§ **WHAT IS ASKED**
(a) Set down, word for word, the passage from the Riggins case summary starting with "One cannot prove sexual" and going on through "Nov. 26, 2014).".
(b) In the Riggins case summary, why did the Navy-Marine Corps Court of Criminal Appeals hold that assault consummated by a battery is a lesser included offense of sexual assault under Article 120(b)(1)? Answer in one to three sentences.
(c) Continue the Riggins case summary from the point where it stops.

§ **EXTRACT PROVIDED**
┏━━
CAAF decided the Marine Corps case of United States v. Riggins, 75 M.J. 78, No. 15-0334/MC (CAAFlog case page) (link to slip op.), on January 7, 2016. The court finds that assault consummated by a battery (in violation of Article 128) is not a lesser included offense of either sexual assault or abusive sexual contact by placing in fear through the use or abuse of military position, rank, or authority (in violation of Article 120(b)(1)(a) (2012) and Article 120(d) (2012)).

Judge Ohlson writes for a unanimous court.

CAAF granted review of a single issue:

Whether the lower court erred in deciding a question of law which has not been, but should be, settled by this court when it held that assault consummated by battery was a lesser included offense to abusive sexual contact and sexual assault.

The case involves the appellant’s sexual encounter with a subordinate. The appellant was tried by a general court-martial composed of a military judge alone. He pleaded guilty to fraternization, making a false official statement, and adultery. He pleaded not guilty to other offenses that included four specifications of sexual assault and eight specifications of abusive sexual contact. The sexual offenses alleged that the appellant placed the alleged victim in fear that he would affect her military career through the use or abuse of military position, rank, or authority.

During the trial, and over defense objection, the military judge determined that assault consummated by a battery is a lesser included offense of these sexual offenses, and then he convicted the appellant of five specifications of assault consummated by a battery as lesser included offenses of two of the sexual assault specifications and three of the abusive sexual contact specifications. The appellant was acquitted of the other sexual charges, and was sentenced to confinement for three years and a bad-conduct discharge.

The military judge made special findings when he convicted the appellant of the lesser offenses, explaining that:

he found the appellant “did not expressly place [her] in fear of him taking action that would affect her career,” the context and circumstances surrounding the incident were such that [she] was, in fact, fearful of what could happen to her and her military career if she resisted the appellant’s sexual advances. This fear, combined with her oral protests allow this court to also find that “it was not reasonable for the appellant to have believed that [she] was consenting.”

United States v. Riggins, No. 201400046, slip op. at 10 (N-M. Ct. Crim. App. Nov. 26, 2014) (quoting record) (marks omitted). The appellant challenged the military judge’s determination that assault consummated by a battery is a lesser included offense at the NMCCA, but the CCA concluded that:

One cannot prove sexual assault by threatening or placing that other person in fear without necessarily proving assault consummated by a battery, because one cannot prove a legal inability to consent without necessarily proving a lack of consent. Accordingly, we find assault consummated by a battery to be an LIO of sexual assault under Article 120(b)(1), UCMJ (2012 ed.).

United States v. Riggins, No. 201400046, slip op. at 8 (N-M. Ct. Crim. App. Nov. 26, 2014).
┗━━
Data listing
┏━━
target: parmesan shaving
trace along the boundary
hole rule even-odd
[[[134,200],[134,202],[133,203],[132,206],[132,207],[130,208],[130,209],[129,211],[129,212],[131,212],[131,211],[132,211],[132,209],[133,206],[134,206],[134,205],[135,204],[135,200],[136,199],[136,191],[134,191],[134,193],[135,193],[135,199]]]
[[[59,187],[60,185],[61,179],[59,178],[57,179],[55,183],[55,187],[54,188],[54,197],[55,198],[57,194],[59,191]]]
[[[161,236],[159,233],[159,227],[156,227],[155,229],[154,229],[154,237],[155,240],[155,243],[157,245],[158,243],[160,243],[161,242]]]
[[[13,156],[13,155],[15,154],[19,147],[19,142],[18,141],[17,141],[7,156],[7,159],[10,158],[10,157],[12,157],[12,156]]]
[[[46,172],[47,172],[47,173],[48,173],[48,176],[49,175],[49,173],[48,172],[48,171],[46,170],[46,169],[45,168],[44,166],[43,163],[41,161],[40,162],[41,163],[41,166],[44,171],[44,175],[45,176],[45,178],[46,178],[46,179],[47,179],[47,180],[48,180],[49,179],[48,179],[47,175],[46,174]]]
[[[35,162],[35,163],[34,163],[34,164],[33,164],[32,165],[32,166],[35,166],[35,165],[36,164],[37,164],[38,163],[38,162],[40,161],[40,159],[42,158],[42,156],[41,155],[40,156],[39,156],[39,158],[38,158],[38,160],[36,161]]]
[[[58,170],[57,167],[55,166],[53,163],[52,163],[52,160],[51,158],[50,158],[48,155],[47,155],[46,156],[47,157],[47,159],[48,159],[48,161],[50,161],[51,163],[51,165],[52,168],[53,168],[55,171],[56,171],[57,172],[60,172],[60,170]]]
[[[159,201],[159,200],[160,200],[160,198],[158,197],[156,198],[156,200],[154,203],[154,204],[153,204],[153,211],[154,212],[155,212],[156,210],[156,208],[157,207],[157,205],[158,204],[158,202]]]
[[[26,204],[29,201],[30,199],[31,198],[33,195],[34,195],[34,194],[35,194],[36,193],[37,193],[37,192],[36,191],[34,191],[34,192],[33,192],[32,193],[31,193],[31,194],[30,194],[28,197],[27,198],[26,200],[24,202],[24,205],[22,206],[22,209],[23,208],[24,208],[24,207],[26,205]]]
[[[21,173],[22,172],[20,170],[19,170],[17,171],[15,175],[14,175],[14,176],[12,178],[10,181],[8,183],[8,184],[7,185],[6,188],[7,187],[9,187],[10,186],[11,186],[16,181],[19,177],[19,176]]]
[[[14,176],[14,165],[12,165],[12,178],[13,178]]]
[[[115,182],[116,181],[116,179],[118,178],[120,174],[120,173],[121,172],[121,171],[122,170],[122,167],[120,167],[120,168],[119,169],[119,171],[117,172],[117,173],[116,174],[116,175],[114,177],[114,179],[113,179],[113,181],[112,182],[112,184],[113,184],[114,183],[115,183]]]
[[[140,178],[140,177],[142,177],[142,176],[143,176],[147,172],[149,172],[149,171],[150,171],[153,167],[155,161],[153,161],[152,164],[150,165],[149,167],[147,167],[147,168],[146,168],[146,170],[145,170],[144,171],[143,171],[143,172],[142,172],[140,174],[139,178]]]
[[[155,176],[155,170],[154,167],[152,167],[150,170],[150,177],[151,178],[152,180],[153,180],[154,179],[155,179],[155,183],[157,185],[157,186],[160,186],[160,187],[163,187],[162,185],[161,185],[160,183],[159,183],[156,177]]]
┗━━
§ **RESPONSES FOR EACH TASK**
(a)
One cannot prove sexual assault by threatening or placing that other person in fear without necessarily proving assault consummated by a battery, because one cannot prove a legal inability to consent without necessarily proving a lack of consent. Accordingly, we find assault consummated by a battery to be an LIO of sexual assault under Article 120(b)(1), UCMJ (2012 ed.).

United States v. Riggins, No. 201400046, slip op. at 8 (N-M. Ct. Crim. App. Nov. 26, 2014).

(b) The court reasoned that sexual assault by threatening or placing a person in fear cannot be proved without also proving assault consummated by a battery. This is because proving a legal inability to consent necessarily proves a lack of consent. On that basis, it held that assault consummated by a battery is a lesser included offense of sexual assault under Article 120(b)(1).

(c)
Judge Ohlson’s decision for the unanimous CAAF finds flaw in the NMCCA’s decision by highlighting the difference between a legal inability to consent and the element of lack of consent, but the decision repeatedly emphasizes that it is limited to the circumstances presented in this case.

The analysis begins with the elements test:

If all of the elements of offense X are also elements of offense Y, then X is [a lesser included offense] of Y. Offense Y is called the greater offense because it contains all of the elements of offense X along with one or more additional elements.

Slip op. at 7 (quoting United States v. Tunstall, 72 M.J. 191, 194 (C.A.A.F. 2013)). Next is a recitation of the elements of each offense at issue in this case:

The elements of assault consummated by a battery are:

(1) That the accused did bodily harm to a certain person; and

(2) That the bodily harm was done with unlawful force or violence.

Manual for Courts-Martial, United States pt. IV, para. 54.b.(2) (2012 ed.) (MCM); see also Bonner, 70 M.J. at 3.

. . .

The elements of sexual assault are:

(1) The accused committed a sexual act with another person; and

(2) The sexual act was accomplished by placing the other person in fear.

See Article 120(b)(1)(A), UCMJ.

The elements of abusive sexual contact are:

(1) The accused engaged in sexual contact with another person; and

(2) The sexual contact was accomplished by placing the other person in fear.

See Article 120(b)(1)(A), (d), UCMJ.

Slip op. at 7-8.

From this recitation, Judge Ohlson concludes that:

As can be seen, unlike assault consummated by a battery, lack of consent is not an element of either of the sexual assault or abusive sexual contact offenses as charged. Therefore, in the instant case, an Article 128, UCMJ, offense cannot be considered a lesser included offense of an Article 120, UCMJ, offense.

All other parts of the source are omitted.